• _Materials provided_:
::::

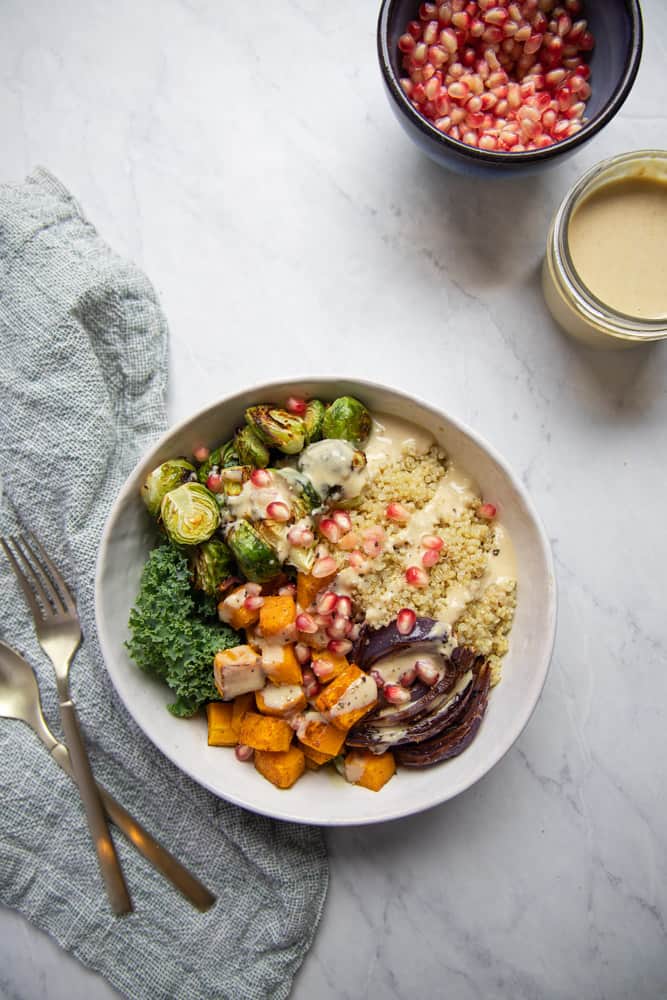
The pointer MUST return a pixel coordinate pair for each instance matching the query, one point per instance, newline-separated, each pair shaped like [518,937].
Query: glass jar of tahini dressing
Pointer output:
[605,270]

::::

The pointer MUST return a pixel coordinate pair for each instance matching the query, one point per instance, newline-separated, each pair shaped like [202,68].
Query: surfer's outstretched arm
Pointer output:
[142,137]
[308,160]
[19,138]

::::

Search the entries for the word "like" and copy every line that holds it.

• _Response to the exercise_:
The pointer MUST return a pixel coordinate pair for each instance matching the query, one point per instance, newline-separated, each pair shaped like [518,937].
The pointer MUST return a pixel coordinate pair for each instance matching the query, one point per instance, newline-separated, each pair shaped like [202,68].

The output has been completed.